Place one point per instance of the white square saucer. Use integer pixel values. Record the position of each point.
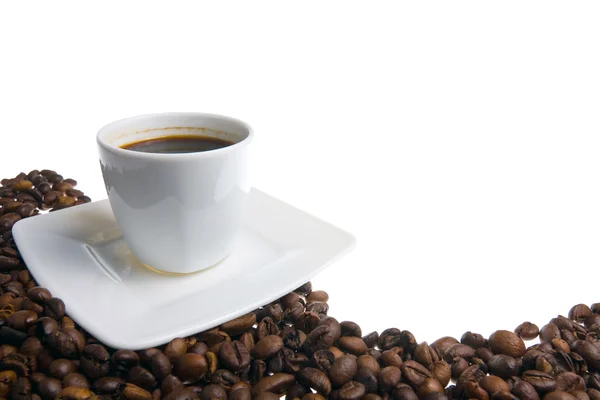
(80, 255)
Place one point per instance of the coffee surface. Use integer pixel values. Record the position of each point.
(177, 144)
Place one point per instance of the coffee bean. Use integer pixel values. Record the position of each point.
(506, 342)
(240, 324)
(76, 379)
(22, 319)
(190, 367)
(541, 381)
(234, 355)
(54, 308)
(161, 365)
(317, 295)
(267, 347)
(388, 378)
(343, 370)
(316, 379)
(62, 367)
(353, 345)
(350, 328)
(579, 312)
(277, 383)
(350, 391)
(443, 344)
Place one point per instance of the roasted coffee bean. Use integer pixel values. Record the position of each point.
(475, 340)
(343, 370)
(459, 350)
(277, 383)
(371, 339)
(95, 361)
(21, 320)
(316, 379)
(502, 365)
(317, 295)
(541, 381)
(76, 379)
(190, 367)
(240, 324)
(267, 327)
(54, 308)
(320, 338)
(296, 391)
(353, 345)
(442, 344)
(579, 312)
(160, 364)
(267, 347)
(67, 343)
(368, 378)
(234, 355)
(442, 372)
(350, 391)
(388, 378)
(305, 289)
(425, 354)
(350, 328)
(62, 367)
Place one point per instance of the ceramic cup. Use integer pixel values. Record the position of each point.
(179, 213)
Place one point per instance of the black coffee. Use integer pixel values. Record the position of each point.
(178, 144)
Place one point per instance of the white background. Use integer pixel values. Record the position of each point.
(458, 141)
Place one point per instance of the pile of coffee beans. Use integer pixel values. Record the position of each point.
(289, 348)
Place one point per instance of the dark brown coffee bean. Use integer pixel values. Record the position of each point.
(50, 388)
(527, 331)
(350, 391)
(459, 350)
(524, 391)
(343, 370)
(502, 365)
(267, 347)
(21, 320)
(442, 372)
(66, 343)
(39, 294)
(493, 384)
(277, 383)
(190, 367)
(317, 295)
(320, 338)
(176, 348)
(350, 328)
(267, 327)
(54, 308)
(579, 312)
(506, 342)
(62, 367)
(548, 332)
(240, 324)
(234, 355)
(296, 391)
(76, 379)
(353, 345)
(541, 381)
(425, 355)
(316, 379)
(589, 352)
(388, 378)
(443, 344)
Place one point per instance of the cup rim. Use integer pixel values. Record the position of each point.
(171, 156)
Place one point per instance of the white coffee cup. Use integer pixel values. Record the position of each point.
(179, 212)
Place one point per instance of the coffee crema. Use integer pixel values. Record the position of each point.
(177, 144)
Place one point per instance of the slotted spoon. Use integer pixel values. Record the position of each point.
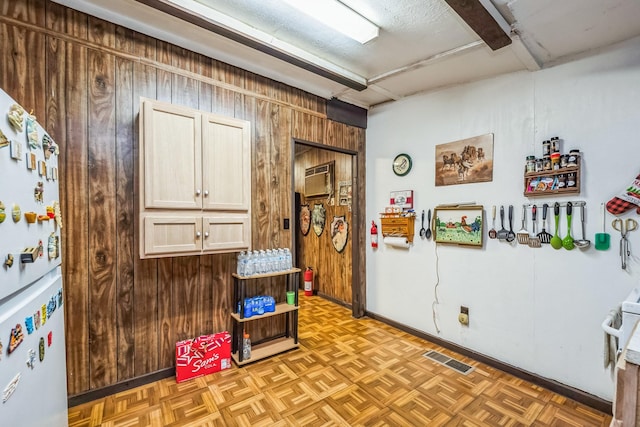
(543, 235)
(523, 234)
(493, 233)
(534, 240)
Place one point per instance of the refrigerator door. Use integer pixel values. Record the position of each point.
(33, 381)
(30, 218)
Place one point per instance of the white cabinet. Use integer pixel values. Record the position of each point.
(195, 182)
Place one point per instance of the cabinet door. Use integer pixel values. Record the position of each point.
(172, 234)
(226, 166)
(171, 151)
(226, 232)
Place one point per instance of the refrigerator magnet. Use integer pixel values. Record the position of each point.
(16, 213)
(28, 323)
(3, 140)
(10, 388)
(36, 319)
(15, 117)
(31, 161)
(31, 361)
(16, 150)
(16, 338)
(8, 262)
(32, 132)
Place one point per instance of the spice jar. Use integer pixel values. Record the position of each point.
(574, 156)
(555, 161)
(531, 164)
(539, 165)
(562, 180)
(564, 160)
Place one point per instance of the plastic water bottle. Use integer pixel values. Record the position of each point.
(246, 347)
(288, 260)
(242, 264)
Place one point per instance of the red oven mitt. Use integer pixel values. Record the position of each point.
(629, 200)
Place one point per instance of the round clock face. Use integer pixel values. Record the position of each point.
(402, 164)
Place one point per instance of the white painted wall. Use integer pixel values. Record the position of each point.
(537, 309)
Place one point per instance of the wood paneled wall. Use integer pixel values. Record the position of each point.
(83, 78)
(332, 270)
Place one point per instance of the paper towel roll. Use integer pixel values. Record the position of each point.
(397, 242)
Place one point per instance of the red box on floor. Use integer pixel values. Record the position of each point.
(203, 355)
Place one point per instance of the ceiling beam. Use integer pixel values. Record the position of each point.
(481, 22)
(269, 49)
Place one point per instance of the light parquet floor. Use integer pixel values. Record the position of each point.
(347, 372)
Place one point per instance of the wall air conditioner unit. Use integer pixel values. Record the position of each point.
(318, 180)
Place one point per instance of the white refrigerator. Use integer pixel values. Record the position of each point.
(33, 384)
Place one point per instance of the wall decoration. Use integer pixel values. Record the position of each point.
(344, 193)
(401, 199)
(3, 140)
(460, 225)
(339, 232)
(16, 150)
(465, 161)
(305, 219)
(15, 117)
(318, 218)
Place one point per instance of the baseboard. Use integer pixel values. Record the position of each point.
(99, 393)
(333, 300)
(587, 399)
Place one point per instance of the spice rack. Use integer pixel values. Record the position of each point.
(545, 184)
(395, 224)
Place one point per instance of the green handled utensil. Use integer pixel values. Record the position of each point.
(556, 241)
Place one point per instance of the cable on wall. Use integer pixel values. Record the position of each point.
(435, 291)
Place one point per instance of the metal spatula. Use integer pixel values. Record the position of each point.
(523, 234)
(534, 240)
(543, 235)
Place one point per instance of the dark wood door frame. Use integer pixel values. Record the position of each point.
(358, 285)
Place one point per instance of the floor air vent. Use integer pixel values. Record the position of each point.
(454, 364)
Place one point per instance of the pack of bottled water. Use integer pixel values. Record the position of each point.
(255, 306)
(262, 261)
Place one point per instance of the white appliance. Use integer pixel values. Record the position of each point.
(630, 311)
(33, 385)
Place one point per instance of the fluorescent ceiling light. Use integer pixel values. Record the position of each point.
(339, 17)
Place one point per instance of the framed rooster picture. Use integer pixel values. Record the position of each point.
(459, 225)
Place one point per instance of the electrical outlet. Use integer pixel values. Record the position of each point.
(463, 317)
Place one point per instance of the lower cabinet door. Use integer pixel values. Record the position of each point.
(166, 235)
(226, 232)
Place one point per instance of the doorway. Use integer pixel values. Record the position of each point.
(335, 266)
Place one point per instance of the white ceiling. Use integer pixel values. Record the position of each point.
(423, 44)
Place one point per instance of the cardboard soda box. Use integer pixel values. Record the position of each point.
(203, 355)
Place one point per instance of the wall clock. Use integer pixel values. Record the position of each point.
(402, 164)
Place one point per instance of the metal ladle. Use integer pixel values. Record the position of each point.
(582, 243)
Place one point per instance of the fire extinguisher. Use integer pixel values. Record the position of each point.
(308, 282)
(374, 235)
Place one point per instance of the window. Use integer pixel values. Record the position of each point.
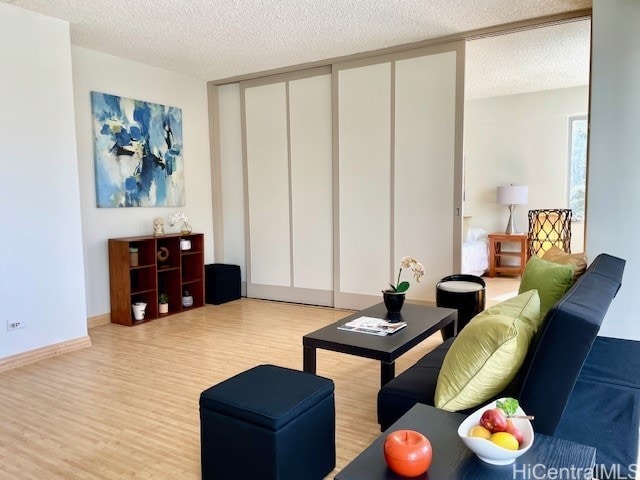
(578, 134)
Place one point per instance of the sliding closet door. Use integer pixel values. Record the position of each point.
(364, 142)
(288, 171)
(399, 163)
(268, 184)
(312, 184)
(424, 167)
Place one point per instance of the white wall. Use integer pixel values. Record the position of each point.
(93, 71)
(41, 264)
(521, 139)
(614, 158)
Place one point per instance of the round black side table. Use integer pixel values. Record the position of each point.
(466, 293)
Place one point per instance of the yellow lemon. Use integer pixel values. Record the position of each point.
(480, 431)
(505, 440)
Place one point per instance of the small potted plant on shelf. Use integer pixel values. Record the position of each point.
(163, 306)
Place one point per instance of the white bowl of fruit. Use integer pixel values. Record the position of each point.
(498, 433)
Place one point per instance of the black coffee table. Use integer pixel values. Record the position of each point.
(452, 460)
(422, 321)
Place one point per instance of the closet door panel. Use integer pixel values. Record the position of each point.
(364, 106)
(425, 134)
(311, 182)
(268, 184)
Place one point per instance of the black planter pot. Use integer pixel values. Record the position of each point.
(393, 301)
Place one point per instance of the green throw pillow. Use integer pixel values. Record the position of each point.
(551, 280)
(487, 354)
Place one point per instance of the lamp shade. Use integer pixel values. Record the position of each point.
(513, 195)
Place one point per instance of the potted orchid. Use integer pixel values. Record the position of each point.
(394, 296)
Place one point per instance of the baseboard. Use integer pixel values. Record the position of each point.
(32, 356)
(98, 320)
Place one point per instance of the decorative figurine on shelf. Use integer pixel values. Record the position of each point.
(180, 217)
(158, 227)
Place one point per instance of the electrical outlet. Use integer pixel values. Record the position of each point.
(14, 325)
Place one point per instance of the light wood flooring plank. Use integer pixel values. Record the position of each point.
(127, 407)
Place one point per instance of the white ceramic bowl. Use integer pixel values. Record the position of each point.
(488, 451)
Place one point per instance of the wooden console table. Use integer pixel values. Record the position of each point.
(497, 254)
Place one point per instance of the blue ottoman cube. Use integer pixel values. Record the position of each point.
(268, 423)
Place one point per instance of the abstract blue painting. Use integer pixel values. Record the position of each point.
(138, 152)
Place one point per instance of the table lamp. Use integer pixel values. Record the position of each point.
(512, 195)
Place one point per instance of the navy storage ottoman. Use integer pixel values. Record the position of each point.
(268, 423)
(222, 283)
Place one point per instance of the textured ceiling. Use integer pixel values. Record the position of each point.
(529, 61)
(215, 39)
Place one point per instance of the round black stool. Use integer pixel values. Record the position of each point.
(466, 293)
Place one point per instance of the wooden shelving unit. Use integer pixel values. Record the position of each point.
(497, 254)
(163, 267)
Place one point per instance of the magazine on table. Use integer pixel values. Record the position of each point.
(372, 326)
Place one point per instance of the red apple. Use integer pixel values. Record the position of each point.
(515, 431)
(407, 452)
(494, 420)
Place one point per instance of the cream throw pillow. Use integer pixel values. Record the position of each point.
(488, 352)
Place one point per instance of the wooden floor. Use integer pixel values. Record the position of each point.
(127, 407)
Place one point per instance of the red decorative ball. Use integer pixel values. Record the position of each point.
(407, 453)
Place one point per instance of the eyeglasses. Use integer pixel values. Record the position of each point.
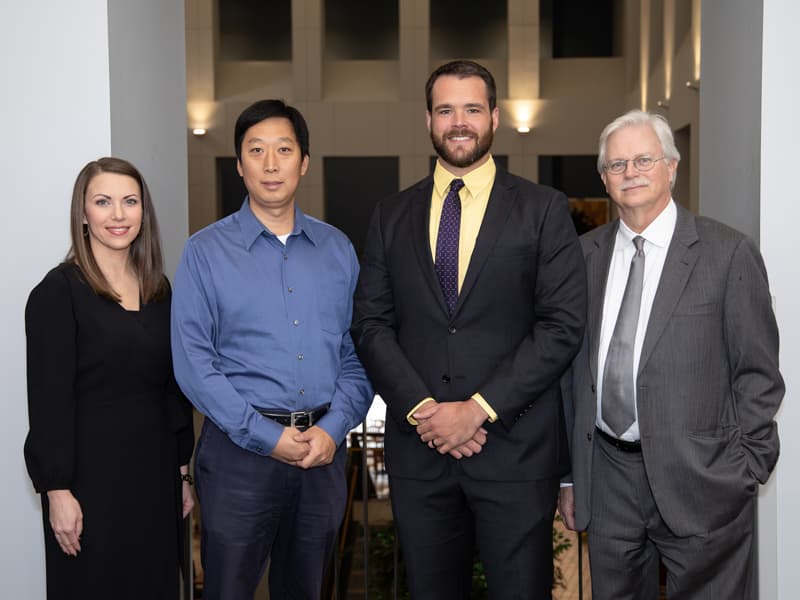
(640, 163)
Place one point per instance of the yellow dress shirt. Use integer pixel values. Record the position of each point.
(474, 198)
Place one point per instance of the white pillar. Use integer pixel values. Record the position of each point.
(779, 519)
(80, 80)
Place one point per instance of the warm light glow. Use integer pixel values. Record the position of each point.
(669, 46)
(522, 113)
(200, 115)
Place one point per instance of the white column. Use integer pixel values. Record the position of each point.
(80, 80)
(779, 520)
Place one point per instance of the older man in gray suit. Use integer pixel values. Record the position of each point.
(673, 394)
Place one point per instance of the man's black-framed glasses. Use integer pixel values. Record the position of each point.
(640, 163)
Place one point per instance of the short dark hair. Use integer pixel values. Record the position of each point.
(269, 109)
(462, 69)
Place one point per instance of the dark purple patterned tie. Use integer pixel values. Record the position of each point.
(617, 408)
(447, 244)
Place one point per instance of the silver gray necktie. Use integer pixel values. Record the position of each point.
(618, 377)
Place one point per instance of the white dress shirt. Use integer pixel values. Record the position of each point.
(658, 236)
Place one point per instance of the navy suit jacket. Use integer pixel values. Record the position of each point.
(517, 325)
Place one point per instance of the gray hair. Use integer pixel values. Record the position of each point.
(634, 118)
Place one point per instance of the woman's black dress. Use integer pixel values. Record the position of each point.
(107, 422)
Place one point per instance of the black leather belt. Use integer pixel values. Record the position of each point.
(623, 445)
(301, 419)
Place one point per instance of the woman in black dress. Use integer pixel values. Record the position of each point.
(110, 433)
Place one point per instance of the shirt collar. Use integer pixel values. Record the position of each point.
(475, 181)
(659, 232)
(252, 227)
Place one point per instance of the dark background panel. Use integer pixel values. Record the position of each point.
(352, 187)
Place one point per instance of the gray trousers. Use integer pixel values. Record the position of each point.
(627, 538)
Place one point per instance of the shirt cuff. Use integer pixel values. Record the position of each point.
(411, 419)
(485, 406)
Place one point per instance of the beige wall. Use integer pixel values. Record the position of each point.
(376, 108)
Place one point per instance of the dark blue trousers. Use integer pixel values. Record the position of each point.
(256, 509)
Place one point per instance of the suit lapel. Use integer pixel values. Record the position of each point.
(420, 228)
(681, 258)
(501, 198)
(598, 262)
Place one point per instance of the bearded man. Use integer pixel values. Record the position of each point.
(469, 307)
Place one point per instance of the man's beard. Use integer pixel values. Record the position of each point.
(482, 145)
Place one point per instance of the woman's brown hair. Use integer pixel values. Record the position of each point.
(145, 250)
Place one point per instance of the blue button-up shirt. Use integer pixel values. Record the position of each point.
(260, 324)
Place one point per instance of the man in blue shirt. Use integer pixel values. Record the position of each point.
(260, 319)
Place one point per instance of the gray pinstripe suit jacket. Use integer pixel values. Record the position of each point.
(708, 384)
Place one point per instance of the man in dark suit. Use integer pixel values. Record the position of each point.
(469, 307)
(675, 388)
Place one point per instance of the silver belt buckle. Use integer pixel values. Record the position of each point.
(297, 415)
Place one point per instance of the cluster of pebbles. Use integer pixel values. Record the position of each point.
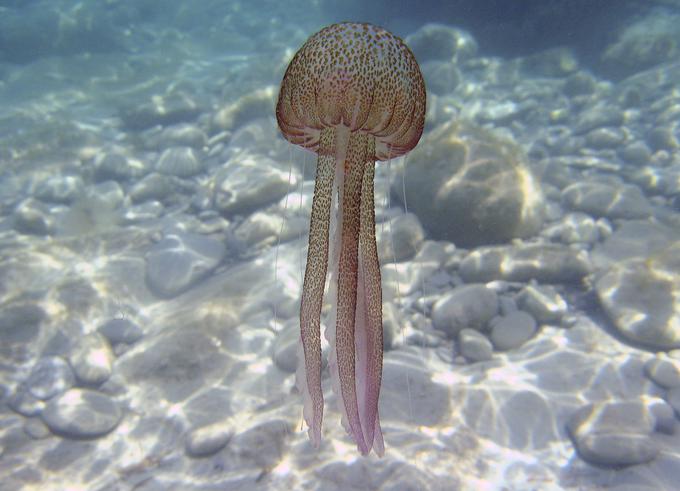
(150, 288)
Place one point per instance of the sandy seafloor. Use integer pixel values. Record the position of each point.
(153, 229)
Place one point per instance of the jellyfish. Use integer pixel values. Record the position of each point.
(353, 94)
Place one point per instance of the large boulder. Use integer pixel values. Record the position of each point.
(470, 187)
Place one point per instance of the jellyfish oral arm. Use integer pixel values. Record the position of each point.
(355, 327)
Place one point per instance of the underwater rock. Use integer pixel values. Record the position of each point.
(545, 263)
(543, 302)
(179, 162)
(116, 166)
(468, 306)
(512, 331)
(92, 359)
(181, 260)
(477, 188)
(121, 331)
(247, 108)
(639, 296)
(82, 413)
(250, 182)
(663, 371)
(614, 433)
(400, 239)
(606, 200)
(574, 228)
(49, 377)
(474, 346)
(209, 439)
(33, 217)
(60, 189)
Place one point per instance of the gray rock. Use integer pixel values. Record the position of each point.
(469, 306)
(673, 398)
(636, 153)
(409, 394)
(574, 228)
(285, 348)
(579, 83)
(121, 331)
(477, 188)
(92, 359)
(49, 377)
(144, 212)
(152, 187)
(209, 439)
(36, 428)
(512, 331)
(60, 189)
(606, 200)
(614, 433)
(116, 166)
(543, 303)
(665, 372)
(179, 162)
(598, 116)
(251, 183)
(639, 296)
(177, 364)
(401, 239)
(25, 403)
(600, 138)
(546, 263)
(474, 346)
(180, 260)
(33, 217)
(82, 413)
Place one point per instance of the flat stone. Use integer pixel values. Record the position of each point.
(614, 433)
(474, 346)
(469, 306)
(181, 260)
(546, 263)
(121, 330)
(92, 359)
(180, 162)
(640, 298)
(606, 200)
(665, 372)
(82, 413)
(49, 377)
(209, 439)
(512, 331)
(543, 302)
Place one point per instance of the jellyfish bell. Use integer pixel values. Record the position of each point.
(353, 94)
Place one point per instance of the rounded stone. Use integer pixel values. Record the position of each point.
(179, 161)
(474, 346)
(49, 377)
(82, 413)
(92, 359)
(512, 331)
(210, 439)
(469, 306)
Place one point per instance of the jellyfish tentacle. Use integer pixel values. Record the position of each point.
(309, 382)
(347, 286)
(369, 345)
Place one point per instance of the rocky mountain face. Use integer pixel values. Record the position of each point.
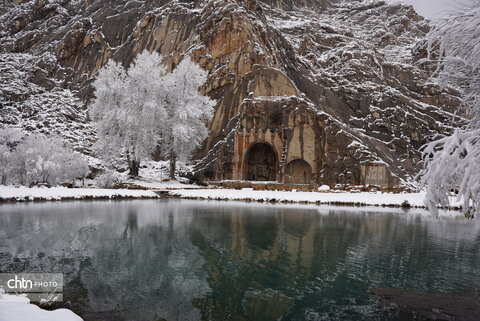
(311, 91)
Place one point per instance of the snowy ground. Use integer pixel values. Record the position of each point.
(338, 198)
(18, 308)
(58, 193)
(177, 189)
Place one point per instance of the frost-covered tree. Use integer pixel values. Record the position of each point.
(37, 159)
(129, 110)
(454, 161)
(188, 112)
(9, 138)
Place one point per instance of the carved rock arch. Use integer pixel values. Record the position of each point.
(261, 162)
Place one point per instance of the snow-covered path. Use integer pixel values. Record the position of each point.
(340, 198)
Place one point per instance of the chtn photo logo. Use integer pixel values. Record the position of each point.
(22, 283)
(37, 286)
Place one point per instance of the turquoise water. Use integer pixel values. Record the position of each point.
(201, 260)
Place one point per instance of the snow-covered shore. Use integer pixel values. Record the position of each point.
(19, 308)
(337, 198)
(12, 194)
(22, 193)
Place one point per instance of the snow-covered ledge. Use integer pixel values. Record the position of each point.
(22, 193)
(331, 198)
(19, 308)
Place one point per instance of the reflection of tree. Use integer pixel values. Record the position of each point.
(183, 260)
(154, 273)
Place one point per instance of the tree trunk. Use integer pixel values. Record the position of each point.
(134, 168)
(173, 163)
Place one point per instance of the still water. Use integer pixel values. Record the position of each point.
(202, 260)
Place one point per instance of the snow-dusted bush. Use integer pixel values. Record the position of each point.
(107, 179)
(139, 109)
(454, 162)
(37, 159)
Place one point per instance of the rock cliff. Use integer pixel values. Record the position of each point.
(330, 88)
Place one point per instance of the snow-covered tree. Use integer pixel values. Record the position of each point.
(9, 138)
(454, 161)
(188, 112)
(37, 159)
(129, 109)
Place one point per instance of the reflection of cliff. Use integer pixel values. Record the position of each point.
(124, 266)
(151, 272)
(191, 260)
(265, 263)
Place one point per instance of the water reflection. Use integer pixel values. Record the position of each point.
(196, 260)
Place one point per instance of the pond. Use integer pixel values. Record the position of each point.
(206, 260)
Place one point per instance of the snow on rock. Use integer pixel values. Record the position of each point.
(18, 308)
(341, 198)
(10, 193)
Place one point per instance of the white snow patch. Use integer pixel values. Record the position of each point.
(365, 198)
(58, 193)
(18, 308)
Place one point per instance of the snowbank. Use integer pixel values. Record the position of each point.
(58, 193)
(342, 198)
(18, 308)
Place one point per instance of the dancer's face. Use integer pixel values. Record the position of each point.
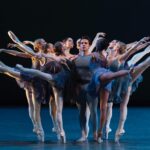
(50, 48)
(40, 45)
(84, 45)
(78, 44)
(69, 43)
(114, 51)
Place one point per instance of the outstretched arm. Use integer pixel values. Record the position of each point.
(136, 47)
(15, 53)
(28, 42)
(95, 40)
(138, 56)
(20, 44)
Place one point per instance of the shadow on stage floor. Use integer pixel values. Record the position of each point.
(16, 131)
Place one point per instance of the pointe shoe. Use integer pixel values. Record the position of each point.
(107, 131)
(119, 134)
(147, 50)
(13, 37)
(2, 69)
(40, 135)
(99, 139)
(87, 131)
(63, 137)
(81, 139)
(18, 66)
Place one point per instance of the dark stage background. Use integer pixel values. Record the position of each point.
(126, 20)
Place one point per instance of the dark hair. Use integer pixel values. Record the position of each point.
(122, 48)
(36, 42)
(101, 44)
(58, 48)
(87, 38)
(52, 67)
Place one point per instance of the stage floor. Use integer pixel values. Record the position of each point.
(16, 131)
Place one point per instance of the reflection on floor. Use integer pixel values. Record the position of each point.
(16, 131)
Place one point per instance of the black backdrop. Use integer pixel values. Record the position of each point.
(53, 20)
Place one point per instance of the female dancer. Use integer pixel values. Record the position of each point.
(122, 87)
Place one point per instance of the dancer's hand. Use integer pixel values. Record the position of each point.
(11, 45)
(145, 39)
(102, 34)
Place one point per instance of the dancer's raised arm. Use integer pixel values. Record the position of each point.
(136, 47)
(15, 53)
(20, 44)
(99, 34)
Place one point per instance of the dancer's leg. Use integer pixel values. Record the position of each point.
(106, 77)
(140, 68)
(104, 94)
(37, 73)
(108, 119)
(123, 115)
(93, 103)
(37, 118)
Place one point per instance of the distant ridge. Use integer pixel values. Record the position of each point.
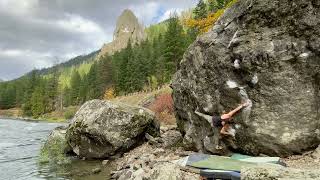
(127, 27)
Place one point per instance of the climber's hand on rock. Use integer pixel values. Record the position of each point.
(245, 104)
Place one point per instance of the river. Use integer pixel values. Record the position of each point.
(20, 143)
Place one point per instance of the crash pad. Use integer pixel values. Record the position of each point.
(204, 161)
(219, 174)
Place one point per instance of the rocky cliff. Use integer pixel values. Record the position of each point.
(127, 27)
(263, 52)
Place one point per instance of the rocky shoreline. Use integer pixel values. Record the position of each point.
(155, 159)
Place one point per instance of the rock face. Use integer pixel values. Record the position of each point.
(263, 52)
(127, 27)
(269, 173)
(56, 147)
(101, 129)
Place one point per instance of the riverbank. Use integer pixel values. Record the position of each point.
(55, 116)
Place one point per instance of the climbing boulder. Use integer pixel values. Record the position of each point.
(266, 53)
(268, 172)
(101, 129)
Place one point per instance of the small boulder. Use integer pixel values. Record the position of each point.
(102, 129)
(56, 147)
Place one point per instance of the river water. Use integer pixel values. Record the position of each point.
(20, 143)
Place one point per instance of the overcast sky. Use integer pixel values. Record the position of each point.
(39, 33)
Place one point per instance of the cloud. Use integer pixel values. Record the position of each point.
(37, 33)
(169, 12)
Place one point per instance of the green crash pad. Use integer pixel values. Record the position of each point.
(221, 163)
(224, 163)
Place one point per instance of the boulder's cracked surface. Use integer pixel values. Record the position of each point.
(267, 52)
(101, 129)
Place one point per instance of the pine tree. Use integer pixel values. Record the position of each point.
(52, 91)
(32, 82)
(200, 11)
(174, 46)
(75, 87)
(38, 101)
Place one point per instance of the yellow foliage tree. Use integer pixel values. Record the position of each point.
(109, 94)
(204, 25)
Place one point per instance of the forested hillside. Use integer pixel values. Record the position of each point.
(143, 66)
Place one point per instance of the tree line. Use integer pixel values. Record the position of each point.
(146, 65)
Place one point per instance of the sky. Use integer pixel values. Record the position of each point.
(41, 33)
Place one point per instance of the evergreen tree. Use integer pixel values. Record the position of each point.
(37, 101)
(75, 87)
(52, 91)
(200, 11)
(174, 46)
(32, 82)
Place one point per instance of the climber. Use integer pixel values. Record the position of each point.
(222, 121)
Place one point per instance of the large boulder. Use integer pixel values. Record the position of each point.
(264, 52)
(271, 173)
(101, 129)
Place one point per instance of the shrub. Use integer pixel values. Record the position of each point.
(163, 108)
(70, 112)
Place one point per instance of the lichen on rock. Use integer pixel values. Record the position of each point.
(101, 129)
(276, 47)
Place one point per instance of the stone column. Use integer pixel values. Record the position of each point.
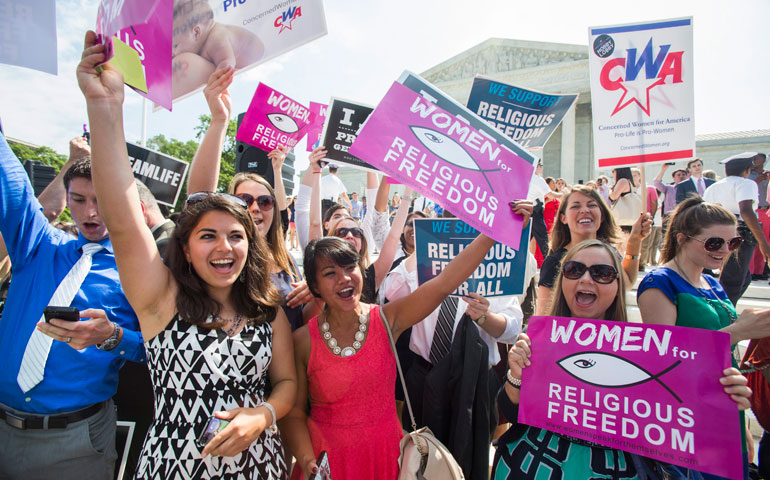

Aim of the exercise ▸ Please reproduce nothing but the lines from the one containing "Place one point per instance of the evergreen" through the closing line of the listing, retyped word for word, pictures excluded.

Exercise answer ▸
Place one point per instance of the evergreen tree. Use integer pixel values. Record the position of each point.
(37, 101)
(75, 87)
(52, 91)
(200, 11)
(174, 46)
(32, 82)
Place one point per instance of the climber. Use integer pixel values. Record the position of each point.
(222, 121)
Place one point per instance of the large boulder. Use integer pixel values. Record the position of each point.
(264, 52)
(271, 173)
(101, 129)
Place one point per instance of the shrub. Use integer pixel values. Record the position of each point.
(163, 108)
(70, 112)
Place one point per instance of the lichen on rock. Use integer pixel values. Record the position of each point.
(101, 129)
(276, 47)
Place one point per instance of the stone column. Use integer pixel values. Record the position of each point.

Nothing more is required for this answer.